● DIRECTIONS
Transcribe each of the records below exactly, excluding all pictures.

Spatial localization data
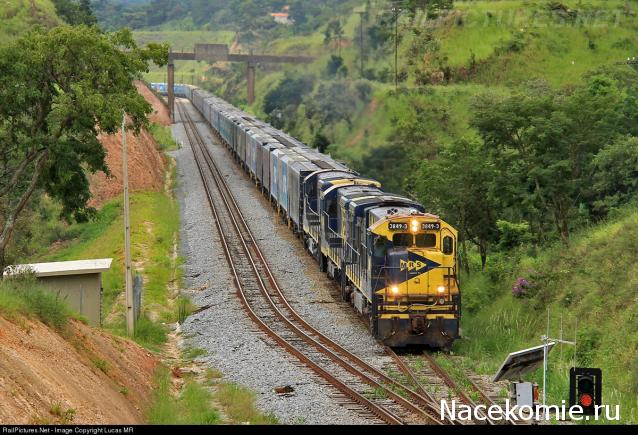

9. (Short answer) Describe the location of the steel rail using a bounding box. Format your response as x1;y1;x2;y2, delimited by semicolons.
179;101;452;424
185;103;454;424
186;102;454;424
421;352;499;425
177;102;404;425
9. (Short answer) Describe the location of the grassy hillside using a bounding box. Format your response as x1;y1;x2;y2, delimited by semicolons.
210;0;637;172
0;0;61;40
456;206;638;423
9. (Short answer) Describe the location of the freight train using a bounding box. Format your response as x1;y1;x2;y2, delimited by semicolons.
180;85;460;348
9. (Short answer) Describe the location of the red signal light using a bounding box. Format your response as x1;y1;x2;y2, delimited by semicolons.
579;393;593;407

● RESULT OF THIS EXERCISE
9. (Short answer) Describe the location of the steel rail using a bounding box. Format your response as x1;y1;x2;y2, delimited by semicolons.
179;101;452;424
185;103;454;424
186;102;454;424
421;352;499;425
177;102;404;425
9. (Short answer) Describe the location of the grassy hillside using a bounding box. Format your response as x1;y1;x2;y2, delimited by semicolons.
210;0;637;172
0;0;61;40
456;206;638;423
9. (Short answer) Describe the location of the freight train using a bounding box. Format your response as x1;y1;x2;y2, delimited by semicolons.
180;85;460;348
9. (Short answer) Describe the location of the red signal light using a bounding box. Format your response as x1;y1;x2;y2, delimited by semicolons.
579;393;593;407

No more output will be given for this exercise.